**Exercise tasks**
a – Can you repeat the core memory excerpt word for word, from "Retrieval has one" up to and including "search_memories / list_memories."?
b – What comes next in the core memory excerpt? Continue it from its last line.

Core memory (always-on)

Retrieval has one structural gap: the agent has to decide to search. Core memory closes it. Pin the handful of must-not-forget facts — project identity, key paths, environment, core preferences — and they're mirrored to a plain file, ~/.mem0-mcp/CORE_MEMORY.md, that your always-on rules load every session. Those facts reach the agent with no tool call and no retrieval luck.

  • Pin / unpin. pin_memory(id) adds a memory to core; unpin_memory(id) removes it. Either way the memory stays stored and searchable; pinned entries show 📌 in search_memories / list_memories.

  • Bounded by design. Core is capped at MEM0_CORE_BUDGET characters (default 4000). It loads into every session, so the cap keeps that always-on block small — pinning past it is refused until you unpin or shorten.

  • Activate it once. Add a line to your always-on rules file so the agent reads the mirror at the start of every session:

    ## Core memory (always-on)
    At the START of every session, read ~/.mem0-mcp/CORE_MEMORY.md — the user's
    pinned, always-on core memory. (Claude Code: import it with `@~/.mem0-mcp/CORE_MEMORY.md`.)

**Data for review**
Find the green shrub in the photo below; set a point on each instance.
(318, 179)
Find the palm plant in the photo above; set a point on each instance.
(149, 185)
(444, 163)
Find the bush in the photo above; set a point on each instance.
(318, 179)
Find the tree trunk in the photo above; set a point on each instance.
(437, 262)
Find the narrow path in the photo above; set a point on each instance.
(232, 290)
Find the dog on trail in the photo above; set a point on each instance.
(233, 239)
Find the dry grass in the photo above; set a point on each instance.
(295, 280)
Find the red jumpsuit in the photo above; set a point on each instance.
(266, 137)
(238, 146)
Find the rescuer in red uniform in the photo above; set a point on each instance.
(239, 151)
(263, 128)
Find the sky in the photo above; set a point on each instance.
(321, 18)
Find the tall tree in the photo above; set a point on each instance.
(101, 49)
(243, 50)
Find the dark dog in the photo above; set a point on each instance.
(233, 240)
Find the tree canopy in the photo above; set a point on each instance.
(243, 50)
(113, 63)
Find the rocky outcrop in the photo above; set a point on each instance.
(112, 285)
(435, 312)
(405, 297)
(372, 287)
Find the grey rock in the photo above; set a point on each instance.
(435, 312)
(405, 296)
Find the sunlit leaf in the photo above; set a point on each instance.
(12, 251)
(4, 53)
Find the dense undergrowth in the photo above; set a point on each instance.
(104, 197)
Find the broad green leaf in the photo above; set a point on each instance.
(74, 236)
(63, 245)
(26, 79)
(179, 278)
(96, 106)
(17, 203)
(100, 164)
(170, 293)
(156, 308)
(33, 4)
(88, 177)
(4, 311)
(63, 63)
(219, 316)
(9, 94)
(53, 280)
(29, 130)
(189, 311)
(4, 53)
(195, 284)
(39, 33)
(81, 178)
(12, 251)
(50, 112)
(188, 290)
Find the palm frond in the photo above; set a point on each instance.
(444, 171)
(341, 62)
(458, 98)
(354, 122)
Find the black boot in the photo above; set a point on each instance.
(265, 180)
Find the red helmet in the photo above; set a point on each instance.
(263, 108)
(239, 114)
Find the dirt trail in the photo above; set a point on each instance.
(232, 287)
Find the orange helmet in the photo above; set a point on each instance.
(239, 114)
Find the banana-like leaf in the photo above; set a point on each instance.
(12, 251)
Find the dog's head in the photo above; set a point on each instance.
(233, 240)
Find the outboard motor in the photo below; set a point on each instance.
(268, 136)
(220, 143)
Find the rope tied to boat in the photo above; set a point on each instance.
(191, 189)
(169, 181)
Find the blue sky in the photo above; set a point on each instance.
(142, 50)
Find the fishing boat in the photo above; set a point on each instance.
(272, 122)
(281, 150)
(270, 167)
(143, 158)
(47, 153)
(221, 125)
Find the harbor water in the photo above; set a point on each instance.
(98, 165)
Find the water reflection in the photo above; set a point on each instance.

==

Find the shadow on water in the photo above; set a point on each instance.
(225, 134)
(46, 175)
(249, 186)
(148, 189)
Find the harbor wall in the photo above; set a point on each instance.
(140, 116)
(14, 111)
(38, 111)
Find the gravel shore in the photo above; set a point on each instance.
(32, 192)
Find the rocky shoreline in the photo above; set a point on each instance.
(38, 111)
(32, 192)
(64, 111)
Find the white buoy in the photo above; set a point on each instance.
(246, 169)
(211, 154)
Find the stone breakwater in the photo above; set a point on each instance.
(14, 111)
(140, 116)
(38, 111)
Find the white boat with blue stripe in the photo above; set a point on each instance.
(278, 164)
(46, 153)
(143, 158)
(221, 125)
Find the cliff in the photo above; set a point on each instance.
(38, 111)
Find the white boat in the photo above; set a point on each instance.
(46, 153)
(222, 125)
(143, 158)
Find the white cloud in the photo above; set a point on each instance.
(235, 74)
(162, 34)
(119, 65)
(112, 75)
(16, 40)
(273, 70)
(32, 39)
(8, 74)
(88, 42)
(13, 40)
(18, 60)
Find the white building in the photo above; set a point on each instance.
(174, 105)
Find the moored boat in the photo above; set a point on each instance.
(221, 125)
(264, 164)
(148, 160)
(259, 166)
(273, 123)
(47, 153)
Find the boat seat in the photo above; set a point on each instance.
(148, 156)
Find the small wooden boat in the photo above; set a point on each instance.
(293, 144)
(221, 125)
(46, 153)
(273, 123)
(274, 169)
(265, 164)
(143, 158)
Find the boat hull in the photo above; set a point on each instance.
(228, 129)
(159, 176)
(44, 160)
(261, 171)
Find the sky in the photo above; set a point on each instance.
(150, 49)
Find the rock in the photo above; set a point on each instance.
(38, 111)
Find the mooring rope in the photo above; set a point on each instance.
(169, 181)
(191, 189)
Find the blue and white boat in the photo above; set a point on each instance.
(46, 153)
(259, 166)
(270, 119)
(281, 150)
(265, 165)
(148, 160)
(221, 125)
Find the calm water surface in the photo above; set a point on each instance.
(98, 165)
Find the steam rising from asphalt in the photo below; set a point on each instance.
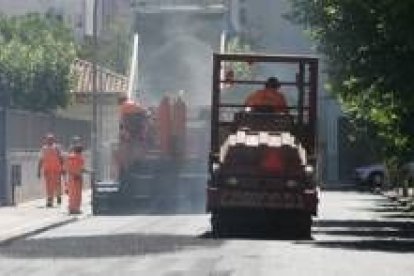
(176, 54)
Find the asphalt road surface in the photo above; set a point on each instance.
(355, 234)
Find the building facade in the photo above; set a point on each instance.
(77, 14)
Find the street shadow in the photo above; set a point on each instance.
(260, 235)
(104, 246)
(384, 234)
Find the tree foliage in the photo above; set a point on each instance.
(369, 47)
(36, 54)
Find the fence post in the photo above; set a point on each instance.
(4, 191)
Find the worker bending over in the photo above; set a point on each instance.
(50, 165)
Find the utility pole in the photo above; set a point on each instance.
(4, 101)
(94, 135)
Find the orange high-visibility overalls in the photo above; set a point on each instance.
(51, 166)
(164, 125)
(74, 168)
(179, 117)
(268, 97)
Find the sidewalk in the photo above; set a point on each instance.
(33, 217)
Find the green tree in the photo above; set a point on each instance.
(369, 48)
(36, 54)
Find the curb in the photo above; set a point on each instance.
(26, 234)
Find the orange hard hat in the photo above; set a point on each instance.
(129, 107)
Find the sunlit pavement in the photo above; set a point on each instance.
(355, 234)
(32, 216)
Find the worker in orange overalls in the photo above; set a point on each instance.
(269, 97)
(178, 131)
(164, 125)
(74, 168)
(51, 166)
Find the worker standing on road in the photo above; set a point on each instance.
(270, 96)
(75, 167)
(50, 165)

* * *

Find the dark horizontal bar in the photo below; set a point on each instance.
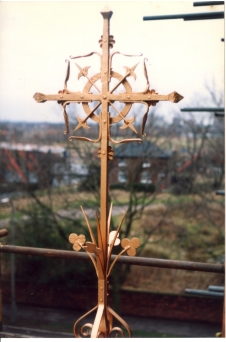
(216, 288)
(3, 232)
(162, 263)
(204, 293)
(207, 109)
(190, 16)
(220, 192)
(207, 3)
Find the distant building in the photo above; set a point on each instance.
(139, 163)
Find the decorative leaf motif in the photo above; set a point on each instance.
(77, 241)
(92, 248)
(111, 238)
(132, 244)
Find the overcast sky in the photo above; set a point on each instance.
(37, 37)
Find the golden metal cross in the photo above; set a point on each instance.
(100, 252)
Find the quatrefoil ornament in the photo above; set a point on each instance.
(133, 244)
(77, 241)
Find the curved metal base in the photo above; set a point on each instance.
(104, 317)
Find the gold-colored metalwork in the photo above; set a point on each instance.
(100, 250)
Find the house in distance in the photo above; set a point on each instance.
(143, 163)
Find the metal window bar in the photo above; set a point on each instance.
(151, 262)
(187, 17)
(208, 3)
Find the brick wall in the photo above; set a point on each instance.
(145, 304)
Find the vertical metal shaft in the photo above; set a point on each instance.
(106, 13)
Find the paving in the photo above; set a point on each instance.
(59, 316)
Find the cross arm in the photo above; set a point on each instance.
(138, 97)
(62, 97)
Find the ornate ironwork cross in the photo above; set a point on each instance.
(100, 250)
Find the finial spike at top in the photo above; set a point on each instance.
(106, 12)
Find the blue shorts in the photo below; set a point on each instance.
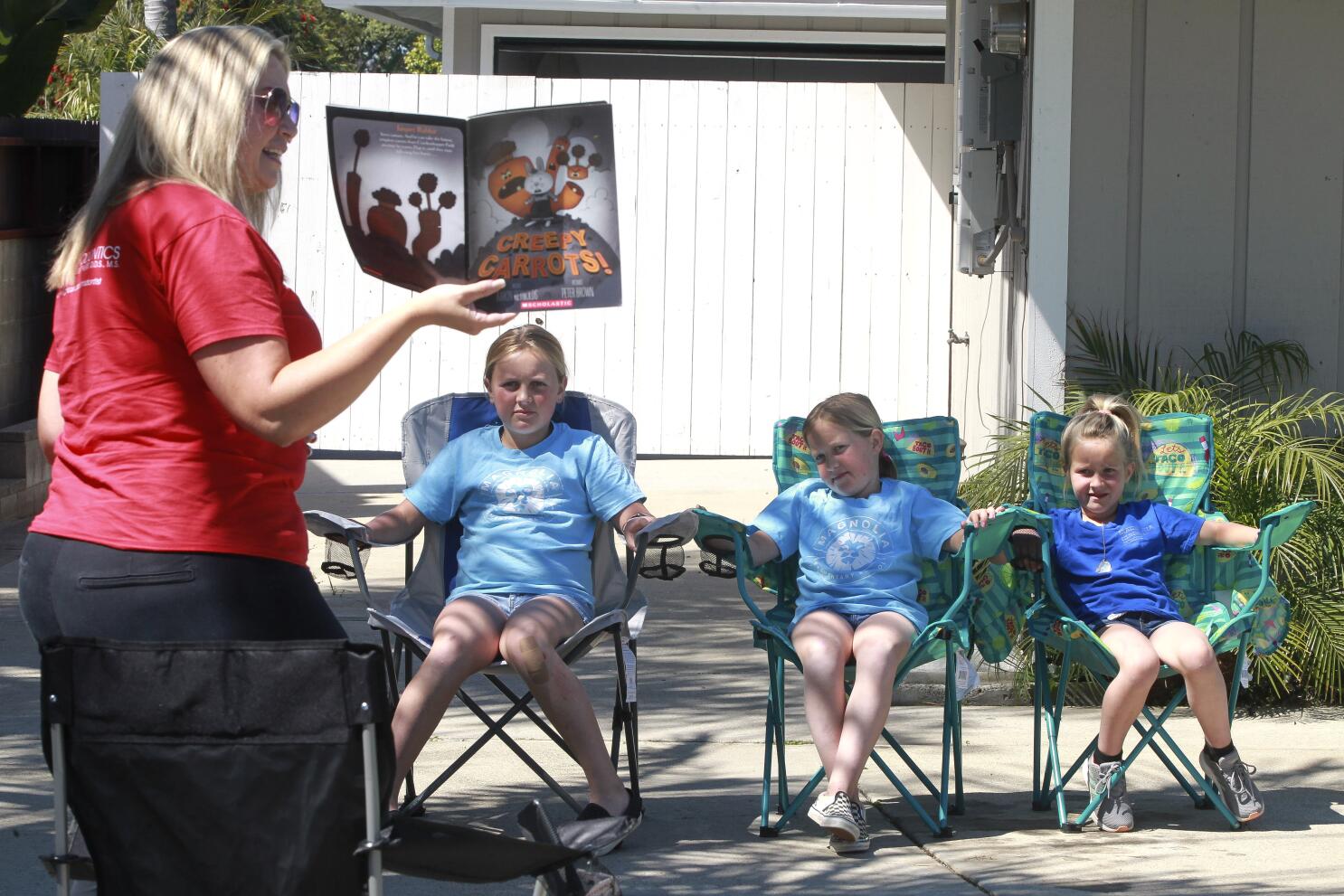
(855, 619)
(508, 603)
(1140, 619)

**Responses**
a –
Retrieval has one structural gap: the agent has to decide to search. Core memory closes it. Pin the handful of must-not-forget facts — project identity, key paths, environment, core preferences — and they're mirrored to a plain file, ~/.mem0-mcp/CORE_MEMORY.md, that your always-on rules load every session. Those facts reach the agent with no tool call and no retrieval luck.

  • Pin / unpin. pin_memory(id) adds a memory to core; unpin_memory(id) removes it. Either way the memory stays stored and searchable; pinned entries show 📌 in search_memories / list_memories.

b –
The mirror file is auto-generated (re-synced on every pin/unpin and at backend startup) — never edit it by hand. Core is also exposed as the memory://core resource and shown at the top of load_context.


Keeping memory tidy (curation)

Every search quietly records lightweight usage stats — retrieval count and last-used date — per memory. The curate_memories prompt turns those into a maintenance pass: it lays out the full inventory (📌 pinned, created date, usage) and asks the agent to merge duplicates, drop stale facts, tighten wording, and re-balance what deserves an always-on core slot — one tool call at a time. Run it periodically or whenever memory feels noisy. (Low usage alone is never a reason to delete: durable facts stay.)


How memory works (the client is the brain)

Mem0's value is "smart memory": pull out the durable facts, then add / update / delete so memory stays deduplicated and consistent. That normally needs an LLM — but your MCP client is one, so it does the reasoning and drives these tools:

  1. Extract the atomic facts worth keeping from the conversation.
  2. search_memories for related / duplicate / contradicting entries.
  3. Reconcile: add_memory (new) · update_memory (refine/merge) · delete_memory (obsolete).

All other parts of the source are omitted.